● Quoted passage:
::::

This Month
Published: 30 January 2014

Points of Significance

Visualizing samples with box plots

Martin Krzywinski¹ &
Naomi Altman²

Nature Methods volume 11, pages 119–120 (2014)Cite this article

198k Accesses
367 Citations
82 Altmetric
Metrics details

Subjects

Use box plots to illustrate the spread and differences of samples.

You have full access to this article via your institution.

Download PDF

Visualization methods enhance our understanding of sample data and help us make comparisons across samples. Box plots are a simple but powerful graphing tool that can be used in place of histograms to address both goals. Whereas histograms require a sample size of at least 30 to be useful, box plots require a sample size of only 5, provide more detail in the tails of the distribution and are more readily compared across three or more samples. Several enhancements to the basic box plot can render it even more informative.

Box plots characterize a sample using the 25th, 50th and 75th percentiles—also known as the lower quartile (Q1), median (m or Q2) and upper quartile (Q3)—and the interquartile range (IQR = Q3 − Q1), which covers the central 50% of the data. Quartiles are insensitive to outliers and preserve information about the center and spread. Consequently, they are preferred over the mean and s.d. for population distributions that are asymmetric or irregularly shaped and for samples with extreme outliers. In such cases these measures may be difficult to intuitively interpret: the mean may be far from the bulk of the data, and conventional rules for interpreting the s.d. will likely not apply.

The core element that gives the box plot its name is a box whose length is the IQR and whose width is arbitrary (Fig. 1). A line inside the box shows the median, which is not necessarily central. The plot may be oriented vertically or horizontally—we use here (with one exception) horizontal boxes to maintain consistent orientation with corresponding sample distributions. Whiskers are conventionally extended to the most extreme data point that is no more than 1.5 × IQR from the edge of the box (Tukey style) or all the way to minimum and maximum of the data values (Spear style). The use of quartiles for box plots is a well-established convention: boxes or whiskers should never be used to show the mean, s.d. or s.e.m. As with the division of the box by the median, the whiskers are not necessarily symmetrical (Fig. 1b). The 1.5 multiplier corresponds to approximately ±2.7σ (where σ is s.d.) and 99.3% coverage of the data for a normal distribution. Outliers beyond the whiskers may be individually plotted. Box plot construction requires a sample of at least n = 5 (preferably larger), although some software does not check for this. For n < 5 we recommend showing the individual data points.

**Figure 1: The construction of a box plot.**

Sample size differences can be assessed by scaling the box plot width in proportion to √n (Fig. 1b), the factor by which the precision of the sample's estimate of population statistics improves as sample size is increased.

::::

● Task 1:
Answer these questions using the box plot article above:
(a) What minimum sample size does it give for histograms to be useful?
(b) What percentage of data coverage for a normal distribution corresponds to the 1.5 multiplier?
(c) In proportion to what can box plot width be scaled to show sample size differences?
● Task 2:
Carry on writing the box plot article, starting after its last sentence.

Dataset entries:

::::

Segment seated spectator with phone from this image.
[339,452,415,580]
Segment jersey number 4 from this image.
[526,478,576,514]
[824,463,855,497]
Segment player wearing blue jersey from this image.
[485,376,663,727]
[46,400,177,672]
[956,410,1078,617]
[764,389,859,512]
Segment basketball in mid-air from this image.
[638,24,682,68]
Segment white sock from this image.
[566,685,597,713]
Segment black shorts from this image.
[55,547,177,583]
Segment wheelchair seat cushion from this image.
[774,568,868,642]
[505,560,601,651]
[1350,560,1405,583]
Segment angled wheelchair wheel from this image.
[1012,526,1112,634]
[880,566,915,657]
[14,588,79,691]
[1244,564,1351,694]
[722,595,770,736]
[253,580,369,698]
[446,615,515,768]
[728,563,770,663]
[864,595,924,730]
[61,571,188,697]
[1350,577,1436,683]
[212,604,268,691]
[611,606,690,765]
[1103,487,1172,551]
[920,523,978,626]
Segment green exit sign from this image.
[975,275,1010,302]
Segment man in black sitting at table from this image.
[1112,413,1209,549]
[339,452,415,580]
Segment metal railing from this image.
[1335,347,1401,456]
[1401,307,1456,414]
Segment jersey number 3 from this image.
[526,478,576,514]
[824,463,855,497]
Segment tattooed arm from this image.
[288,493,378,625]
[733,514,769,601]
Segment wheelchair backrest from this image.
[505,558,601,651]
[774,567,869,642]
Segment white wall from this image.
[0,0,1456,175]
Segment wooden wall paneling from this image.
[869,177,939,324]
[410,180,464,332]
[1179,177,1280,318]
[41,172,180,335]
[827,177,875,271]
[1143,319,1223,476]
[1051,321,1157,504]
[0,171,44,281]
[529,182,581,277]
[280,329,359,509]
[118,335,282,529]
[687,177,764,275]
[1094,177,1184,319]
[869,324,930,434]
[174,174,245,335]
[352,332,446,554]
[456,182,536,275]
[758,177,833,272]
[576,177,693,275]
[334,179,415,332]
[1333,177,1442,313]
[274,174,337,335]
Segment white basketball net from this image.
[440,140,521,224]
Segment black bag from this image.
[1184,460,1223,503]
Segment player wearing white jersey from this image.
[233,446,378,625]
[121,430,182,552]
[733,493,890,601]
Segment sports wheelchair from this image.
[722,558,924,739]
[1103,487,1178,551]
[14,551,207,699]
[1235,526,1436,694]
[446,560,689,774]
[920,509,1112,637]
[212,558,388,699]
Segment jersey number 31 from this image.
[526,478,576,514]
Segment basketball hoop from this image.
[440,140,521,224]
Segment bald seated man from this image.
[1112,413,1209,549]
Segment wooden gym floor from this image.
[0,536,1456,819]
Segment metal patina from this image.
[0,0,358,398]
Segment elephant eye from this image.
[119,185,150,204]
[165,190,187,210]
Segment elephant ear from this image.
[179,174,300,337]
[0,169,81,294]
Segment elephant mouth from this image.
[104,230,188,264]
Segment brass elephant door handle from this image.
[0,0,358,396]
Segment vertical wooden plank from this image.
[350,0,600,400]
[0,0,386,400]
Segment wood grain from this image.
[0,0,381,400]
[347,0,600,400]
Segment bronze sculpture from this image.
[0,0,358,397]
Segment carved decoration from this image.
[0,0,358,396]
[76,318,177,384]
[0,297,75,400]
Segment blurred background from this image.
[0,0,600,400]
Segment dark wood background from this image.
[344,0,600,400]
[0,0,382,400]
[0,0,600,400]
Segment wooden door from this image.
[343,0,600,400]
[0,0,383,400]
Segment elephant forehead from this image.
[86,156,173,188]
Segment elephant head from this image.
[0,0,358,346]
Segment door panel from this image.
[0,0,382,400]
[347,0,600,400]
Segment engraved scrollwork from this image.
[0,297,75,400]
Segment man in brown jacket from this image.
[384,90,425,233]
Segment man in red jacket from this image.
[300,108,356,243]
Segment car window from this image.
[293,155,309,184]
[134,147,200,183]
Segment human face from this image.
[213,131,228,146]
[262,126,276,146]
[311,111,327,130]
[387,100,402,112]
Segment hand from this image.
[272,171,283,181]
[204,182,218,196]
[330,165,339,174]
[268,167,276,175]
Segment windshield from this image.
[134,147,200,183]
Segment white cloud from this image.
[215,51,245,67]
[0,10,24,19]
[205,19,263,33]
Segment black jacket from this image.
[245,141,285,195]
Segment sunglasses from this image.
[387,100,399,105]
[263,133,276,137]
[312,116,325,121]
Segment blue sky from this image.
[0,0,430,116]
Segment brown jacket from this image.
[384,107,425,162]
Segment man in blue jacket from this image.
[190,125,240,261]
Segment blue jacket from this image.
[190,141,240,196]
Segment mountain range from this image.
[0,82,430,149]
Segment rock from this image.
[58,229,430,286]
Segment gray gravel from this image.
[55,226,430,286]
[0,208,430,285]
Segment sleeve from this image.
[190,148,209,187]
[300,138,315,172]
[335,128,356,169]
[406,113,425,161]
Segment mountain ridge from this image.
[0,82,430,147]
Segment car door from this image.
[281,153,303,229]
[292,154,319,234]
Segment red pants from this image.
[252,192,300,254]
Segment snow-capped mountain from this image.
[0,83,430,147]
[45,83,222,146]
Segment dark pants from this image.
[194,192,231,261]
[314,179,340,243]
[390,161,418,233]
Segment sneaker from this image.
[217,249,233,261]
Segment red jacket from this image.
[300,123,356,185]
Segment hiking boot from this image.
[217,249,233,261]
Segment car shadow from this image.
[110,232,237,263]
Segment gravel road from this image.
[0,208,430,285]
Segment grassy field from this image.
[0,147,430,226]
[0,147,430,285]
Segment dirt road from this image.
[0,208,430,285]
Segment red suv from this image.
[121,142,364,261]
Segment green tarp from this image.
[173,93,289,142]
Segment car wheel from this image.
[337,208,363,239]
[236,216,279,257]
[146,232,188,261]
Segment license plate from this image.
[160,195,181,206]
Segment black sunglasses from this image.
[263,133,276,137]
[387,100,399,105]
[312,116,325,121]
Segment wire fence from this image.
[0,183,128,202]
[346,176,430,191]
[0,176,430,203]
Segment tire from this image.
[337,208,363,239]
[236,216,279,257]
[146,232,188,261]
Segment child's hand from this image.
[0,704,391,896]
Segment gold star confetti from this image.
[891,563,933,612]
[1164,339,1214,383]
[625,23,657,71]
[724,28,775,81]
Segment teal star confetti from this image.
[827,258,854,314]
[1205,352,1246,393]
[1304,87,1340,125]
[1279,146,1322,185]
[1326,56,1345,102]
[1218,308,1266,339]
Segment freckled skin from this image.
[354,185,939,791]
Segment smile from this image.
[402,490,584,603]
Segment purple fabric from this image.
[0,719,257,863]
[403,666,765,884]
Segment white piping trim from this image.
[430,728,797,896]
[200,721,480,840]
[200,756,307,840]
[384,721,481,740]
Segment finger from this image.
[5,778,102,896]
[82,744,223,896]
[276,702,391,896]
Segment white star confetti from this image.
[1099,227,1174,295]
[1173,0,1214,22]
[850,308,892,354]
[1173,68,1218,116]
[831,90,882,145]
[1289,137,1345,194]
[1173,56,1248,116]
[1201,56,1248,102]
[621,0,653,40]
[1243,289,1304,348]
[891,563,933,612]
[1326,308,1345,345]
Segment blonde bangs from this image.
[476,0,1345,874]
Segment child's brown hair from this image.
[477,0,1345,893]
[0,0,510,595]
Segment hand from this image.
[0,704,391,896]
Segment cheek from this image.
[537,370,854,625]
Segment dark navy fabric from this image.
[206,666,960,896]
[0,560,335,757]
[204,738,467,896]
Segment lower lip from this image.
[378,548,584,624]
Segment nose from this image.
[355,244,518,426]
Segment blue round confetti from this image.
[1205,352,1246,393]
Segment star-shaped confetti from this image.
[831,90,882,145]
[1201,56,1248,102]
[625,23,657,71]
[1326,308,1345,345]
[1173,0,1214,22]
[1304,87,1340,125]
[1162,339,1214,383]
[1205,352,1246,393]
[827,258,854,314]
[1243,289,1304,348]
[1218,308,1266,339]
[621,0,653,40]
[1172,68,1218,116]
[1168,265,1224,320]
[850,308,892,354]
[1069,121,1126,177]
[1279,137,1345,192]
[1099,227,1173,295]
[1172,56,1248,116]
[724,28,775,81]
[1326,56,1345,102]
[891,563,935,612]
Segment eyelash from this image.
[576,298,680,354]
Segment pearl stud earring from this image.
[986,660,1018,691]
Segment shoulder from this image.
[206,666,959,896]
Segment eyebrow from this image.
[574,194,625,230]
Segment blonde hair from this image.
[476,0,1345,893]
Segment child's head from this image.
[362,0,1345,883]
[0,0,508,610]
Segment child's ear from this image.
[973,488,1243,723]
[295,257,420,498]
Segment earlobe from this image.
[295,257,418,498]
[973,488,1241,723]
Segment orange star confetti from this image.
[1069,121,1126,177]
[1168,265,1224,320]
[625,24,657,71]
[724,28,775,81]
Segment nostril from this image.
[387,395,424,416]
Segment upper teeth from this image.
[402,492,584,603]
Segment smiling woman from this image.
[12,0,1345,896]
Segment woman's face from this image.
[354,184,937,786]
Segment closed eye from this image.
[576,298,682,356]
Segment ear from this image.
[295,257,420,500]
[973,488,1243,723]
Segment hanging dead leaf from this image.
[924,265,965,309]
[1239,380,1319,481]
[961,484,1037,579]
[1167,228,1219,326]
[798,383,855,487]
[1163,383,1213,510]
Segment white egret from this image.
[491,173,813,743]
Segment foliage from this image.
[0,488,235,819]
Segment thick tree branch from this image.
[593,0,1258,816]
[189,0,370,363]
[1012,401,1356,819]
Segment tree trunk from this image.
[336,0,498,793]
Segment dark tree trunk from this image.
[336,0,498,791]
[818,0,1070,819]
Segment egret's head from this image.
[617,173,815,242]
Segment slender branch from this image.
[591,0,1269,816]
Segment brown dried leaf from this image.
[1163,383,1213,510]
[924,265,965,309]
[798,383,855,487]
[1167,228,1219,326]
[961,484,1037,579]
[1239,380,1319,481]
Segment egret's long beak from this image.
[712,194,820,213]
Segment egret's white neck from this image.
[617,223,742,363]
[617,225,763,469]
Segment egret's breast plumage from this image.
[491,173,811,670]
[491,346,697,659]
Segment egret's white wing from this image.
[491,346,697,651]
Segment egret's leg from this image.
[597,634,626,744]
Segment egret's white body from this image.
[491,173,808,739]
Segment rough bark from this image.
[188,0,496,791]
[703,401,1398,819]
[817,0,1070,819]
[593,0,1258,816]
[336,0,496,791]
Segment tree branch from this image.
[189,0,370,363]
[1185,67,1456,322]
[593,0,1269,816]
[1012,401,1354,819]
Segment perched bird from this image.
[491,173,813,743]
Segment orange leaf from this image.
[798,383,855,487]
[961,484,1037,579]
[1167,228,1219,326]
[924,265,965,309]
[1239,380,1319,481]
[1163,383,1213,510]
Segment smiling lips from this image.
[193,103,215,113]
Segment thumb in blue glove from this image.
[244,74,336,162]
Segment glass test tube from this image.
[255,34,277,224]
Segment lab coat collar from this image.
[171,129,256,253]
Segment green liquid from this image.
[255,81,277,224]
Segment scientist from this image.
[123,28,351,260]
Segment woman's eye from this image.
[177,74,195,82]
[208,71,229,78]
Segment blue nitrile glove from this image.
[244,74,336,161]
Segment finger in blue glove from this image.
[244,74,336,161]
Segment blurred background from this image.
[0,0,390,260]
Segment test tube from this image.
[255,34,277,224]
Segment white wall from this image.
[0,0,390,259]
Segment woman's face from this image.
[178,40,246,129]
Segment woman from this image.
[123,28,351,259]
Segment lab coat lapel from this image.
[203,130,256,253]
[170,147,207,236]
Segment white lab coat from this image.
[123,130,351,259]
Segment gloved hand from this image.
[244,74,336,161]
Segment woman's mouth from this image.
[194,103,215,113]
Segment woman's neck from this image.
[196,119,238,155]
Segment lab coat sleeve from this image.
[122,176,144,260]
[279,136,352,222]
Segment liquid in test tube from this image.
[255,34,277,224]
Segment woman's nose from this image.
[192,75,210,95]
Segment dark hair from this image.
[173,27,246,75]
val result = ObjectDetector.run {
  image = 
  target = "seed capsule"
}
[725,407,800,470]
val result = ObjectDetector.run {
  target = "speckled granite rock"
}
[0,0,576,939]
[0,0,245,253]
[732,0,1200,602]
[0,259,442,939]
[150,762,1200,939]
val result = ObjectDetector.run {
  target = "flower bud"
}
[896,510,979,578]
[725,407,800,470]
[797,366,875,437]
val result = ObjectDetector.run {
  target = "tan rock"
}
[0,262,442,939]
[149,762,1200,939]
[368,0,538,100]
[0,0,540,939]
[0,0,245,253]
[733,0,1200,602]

::::

● Expected answer 1:
(a) At least 30.
(b) 99.3%.
(c) √n.

● Expected answer 2:
To assist in judging differences between sample medians, a notch (Fig. 1b) can be used to show the 95% confidence interval (CI) for the median, given by m ± 1.58 × IQR/√n (ref. 1). This is an approximation based on the normal distribution and is accurate in large samples for other distributions. If you suspect the population distribution is not close to normal and your sample size is small, avoid interpreting the interval analytically in the way we have described for CI error bars². In general, when notches do not overlap, the medians can be judged to differ significantly, but overlap does not rule out a significant difference. For small samples the notch may span a larger interval than the box (Fig. 2).

**Figure 2: Box plots reflect sample variability and should be avoided for very small samples (n < 5), with notches shown only when they appear within the IQR.**

The exact position of box boundaries will be software dependent. First, there is no universally agreed-upon method to calculate quartile values, which may be based on simple averaging or linear interpolation. Second, some applications, such as R, use hinges instead of quartiles for box boundaries. The lower and upper hinges are the median of the lower and upper half of the data, respectively, including the median if it is part of the data. Boxes based on hinges will be slightly different in some circumstances than those based on quartiles.

Aspects of the box plot such as width, whisker position, notch size and outlier display are subject to tuning; it is therefore important to clearly label how your box plot was constructed. Fewer than 20% of box plot figures in 2013 Nature Methods papers specified both sample size and whisker type in their legends—we encourage authors to be more specific.

The box plot is based on sample statistics, which are estimates of the corresponding population values. Sample variability will be reflected in the variation of all aspects of the box plot (Fig. 2). Modest sample sizes (n = 5–10) from the same population can yield very different box plots whose notches are likely to extend beyond the IQR. Even for large samples (n = 50), whisker positions can vary greatly. We recommend always indicating the sample size and avoiding notches unless they fall entirely within the IQR.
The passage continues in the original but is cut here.